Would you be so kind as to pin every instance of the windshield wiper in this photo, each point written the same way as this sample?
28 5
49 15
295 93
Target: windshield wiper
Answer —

===

▶ **Task statement**
Retype every row above, character for character.

▶ **Solved problem**
Would you be so kind as to pin every instance of the windshield wiper in this photo, each point written the same way as this sample?
28 5
49 15
295 93
Target: windshield wiper
Answer —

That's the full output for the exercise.